§ **ASSIGNED TASK**: Copy every line from the records below that carries the word "instance".

[Collected data entries]
****
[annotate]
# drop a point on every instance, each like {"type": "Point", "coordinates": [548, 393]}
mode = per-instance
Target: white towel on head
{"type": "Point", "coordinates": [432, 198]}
****
§ **RESULT FOR THIS TASK**:
# drop a point on every instance, each like {"type": "Point", "coordinates": [548, 393]}
mode = per-instance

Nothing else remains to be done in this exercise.